* _Aim of the task_:
Copy the grant abstract on detecting food allergens in human milk word for word, in full.

___ Selected extract

# Detection of Food Allergens in Human Milk

> **NIH NIH R03** · UNIVERSITY OF ROCHESTER · 2021 · $77,000

## Abstract

The role of maternal diet including or excluding highly allergenic foods in the development of food allergy in
the infants is still unclear. There are no randomized controlled trials assessing maternal food allergen
consumption during pregnancy or lactation on development of allergy to foods, including milk, egg or peanut in
their infants. Retrospective studies, which are subject to recall bias and reverse causality have reported
conflicting findings; so have murine models. The significant limitation to all the studies assessing the impact of
maternal ingestion of peanut during lactation on infant's risk of food allergy is that the presence and the amount
of maternal dietary antigen transmitted to human milk was not assessed. Because published data has
documented variable levels of food antigens in human milk, this seems an apparent variable to control for in
future clinical trials that include or exclude food antigens in mother's diet to assess development of food allergy
in infants. In addition, birth cohort studies that assess development of multiple food allergies would benefit from
a method to allow detection of multiple common food antigens simultaneously from human milk samples. In
addition, a clinical conundrum encountered in daily management of breastfed infants is whether a mother needs
to avoid highly allergenic foods if her infant shows symptoms suggestive of food allergies.

______
___ Recorded information

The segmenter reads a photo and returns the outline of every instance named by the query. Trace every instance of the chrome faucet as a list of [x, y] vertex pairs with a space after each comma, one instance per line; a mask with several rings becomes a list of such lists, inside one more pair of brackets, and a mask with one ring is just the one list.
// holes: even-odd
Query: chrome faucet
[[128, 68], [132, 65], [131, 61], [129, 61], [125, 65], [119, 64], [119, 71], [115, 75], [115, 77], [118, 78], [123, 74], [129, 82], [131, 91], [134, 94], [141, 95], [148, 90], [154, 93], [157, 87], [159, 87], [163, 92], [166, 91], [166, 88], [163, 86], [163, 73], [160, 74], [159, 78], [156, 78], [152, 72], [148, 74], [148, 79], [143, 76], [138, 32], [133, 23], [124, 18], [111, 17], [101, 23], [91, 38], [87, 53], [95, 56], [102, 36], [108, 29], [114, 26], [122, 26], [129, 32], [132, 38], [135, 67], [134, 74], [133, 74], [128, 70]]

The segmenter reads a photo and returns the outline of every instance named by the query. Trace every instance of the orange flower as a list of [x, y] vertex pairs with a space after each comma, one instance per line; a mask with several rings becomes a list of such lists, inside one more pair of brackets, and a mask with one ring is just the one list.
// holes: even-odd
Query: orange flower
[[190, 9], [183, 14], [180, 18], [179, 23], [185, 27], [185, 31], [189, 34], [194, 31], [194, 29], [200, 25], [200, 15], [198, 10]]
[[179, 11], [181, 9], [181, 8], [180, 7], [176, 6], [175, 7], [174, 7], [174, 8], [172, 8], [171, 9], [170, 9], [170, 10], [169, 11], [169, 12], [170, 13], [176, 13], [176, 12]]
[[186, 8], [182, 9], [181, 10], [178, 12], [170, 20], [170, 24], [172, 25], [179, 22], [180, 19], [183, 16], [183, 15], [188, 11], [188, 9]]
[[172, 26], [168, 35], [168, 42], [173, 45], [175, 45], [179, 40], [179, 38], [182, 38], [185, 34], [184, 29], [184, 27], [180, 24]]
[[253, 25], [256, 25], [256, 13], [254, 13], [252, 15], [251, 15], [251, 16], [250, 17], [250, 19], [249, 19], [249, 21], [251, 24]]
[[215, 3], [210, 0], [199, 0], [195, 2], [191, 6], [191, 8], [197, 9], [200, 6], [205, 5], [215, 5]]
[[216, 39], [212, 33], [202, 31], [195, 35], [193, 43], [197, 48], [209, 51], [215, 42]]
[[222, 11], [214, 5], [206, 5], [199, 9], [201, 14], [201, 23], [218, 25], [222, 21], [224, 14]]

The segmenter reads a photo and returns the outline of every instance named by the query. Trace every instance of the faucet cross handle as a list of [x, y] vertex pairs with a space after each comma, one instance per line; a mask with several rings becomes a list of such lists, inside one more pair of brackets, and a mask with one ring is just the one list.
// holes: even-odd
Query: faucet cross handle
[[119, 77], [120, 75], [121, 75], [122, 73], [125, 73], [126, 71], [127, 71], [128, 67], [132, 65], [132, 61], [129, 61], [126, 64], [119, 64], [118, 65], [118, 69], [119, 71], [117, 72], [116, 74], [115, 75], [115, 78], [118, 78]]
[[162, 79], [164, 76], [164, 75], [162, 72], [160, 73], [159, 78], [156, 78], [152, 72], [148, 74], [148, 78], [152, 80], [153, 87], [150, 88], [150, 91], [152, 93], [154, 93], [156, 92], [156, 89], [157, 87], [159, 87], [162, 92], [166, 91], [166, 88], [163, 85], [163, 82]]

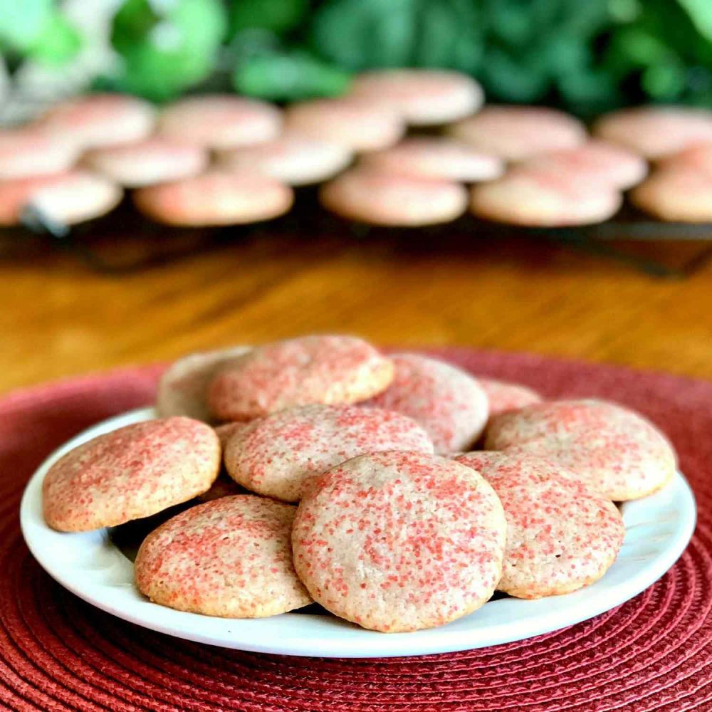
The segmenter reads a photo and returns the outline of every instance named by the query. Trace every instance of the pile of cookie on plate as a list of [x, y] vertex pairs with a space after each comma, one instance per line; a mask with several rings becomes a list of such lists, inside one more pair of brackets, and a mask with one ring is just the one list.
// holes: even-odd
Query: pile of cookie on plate
[[426, 70], [365, 73], [342, 97], [284, 108], [226, 94], [159, 109], [79, 97], [0, 130], [0, 226], [28, 209], [90, 220], [125, 188], [158, 222], [251, 223], [288, 212], [293, 187], [318, 183], [326, 209], [387, 226], [447, 223], [468, 208], [524, 226], [597, 223], [629, 189], [656, 217], [712, 220], [712, 111], [624, 110], [590, 133], [553, 109], [483, 102], [471, 78]]
[[496, 590], [572, 592], [616, 559], [614, 502], [676, 471], [664, 436], [619, 405], [543, 400], [350, 336], [186, 357], [163, 375], [157, 409], [58, 460], [45, 519], [82, 532], [188, 503], [143, 540], [135, 582], [211, 616], [315, 601], [406, 632]]

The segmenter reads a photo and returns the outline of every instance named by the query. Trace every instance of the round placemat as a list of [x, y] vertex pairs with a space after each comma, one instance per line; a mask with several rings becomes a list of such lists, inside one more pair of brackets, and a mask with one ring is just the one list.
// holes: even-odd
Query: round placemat
[[670, 436], [697, 498], [682, 557], [632, 601], [507, 645], [382, 659], [296, 658], [182, 641], [103, 613], [56, 584], [20, 534], [36, 466], [91, 424], [152, 400], [157, 367], [0, 401], [0, 708], [18, 710], [526, 712], [712, 709], [712, 384], [465, 350], [428, 352], [547, 396], [635, 408]]

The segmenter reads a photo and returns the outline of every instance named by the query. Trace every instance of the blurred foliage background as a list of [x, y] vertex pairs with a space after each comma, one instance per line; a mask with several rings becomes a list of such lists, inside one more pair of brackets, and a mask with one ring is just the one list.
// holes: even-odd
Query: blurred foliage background
[[[70, 65], [95, 0], [0, 0], [7, 73]], [[89, 86], [164, 101], [225, 90], [332, 96], [355, 72], [471, 74], [490, 100], [586, 116], [643, 102], [712, 105], [712, 0], [114, 0], [112, 61]]]

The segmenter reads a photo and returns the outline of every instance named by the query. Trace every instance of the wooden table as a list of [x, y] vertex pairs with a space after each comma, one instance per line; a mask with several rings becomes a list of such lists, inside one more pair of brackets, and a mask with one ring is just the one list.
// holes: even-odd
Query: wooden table
[[[661, 279], [609, 259], [441, 231], [247, 236], [124, 276], [0, 258], [0, 391], [309, 332], [533, 351], [712, 378], [712, 261]], [[701, 246], [656, 244], [674, 262]]]

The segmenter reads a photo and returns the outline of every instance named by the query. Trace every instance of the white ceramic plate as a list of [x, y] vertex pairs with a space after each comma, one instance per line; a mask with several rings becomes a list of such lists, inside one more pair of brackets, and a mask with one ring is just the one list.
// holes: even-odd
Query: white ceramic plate
[[627, 533], [617, 560], [587, 588], [535, 601], [502, 598], [440, 628], [385, 634], [330, 615], [286, 613], [226, 619], [183, 613], [151, 603], [133, 585], [133, 565], [108, 530], [63, 534], [42, 516], [42, 480], [58, 457], [80, 443], [155, 417], [135, 410], [90, 428], [54, 452], [30, 480], [20, 513], [27, 545], [63, 586], [125, 620], [169, 635], [241, 650], [327, 657], [418, 655], [484, 647], [563, 628], [609, 610], [640, 593], [677, 560], [695, 526], [695, 501], [681, 474], [657, 494], [623, 505]]

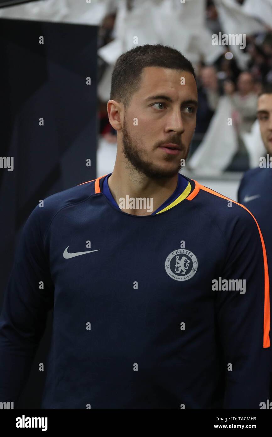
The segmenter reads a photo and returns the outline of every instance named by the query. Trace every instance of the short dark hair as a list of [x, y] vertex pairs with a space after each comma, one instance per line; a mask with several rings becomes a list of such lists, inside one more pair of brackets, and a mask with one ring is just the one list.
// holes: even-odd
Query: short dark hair
[[272, 83], [263, 83], [262, 90], [258, 94], [258, 97], [263, 94], [272, 94]]
[[128, 106], [133, 94], [139, 88], [145, 67], [162, 67], [196, 75], [193, 65], [178, 50], [162, 44], [138, 45], [121, 55], [111, 76], [110, 99]]

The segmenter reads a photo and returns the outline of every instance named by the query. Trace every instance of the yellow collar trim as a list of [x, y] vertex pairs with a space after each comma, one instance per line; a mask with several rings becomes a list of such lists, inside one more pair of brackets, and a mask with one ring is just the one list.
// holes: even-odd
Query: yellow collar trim
[[186, 199], [187, 196], [190, 194], [191, 189], [192, 186], [191, 184], [189, 182], [188, 182], [187, 187], [184, 190], [184, 191], [181, 193], [180, 195], [179, 196], [179, 197], [177, 198], [176, 200], [174, 200], [173, 202], [170, 203], [168, 206], [165, 206], [165, 208], [164, 208], [163, 209], [162, 209], [161, 211], [159, 211], [158, 212], [156, 212], [155, 215], [157, 215], [157, 214], [160, 214], [161, 212], [164, 212], [165, 211], [167, 211], [169, 209], [171, 209], [171, 208], [172, 208], [174, 206], [176, 206], [176, 205], [177, 205], [178, 203], [180, 203], [180, 202], [182, 201], [182, 200]]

______

* _Output of the task_:
# Detection of Food Allergens in Human Milk

> **NIH NIH R03** · UNIVERSITY OF ROCHESTER · 2021 · $77,000

## Abstract

The role of maternal diet including or excluding highly allergenic foods in the development of food allergy in
the infants is still unclear. There are no randomized controlled trials assessing maternal food allergen
consumption during pregnancy or lactation on development of allergy to foods, including milk, egg or peanut in
their infants. Retrospective studies, which are subject to recall bias and reverse causality have reported
conflicting findings; so have murine models. The significant limitation to all the studies assessing the impact of
maternal ingestion of peanut during lactation on infant's risk of food allergy is that the presence and the amount
of maternal dietary antigen transmitted to human milk was not assessed. Because published data has
documented variable levels of food antigens in human milk, this seems an apparent variable to control for in
future clinical trials that include or exclude food antigens in mother's diet to assess development of food allergy
in infants. In addition, birth cohort studies that assess development of multiple food allergies would benefit from
a method to allow detection of multiple common food antigens simultaneously from human milk samples. In
addition, a clinical conundrum encountered in daily management of breastfed infants is whether a mother needs
to avoid highly allergenic foods if her infant shows symptoms suggestive of food allergies.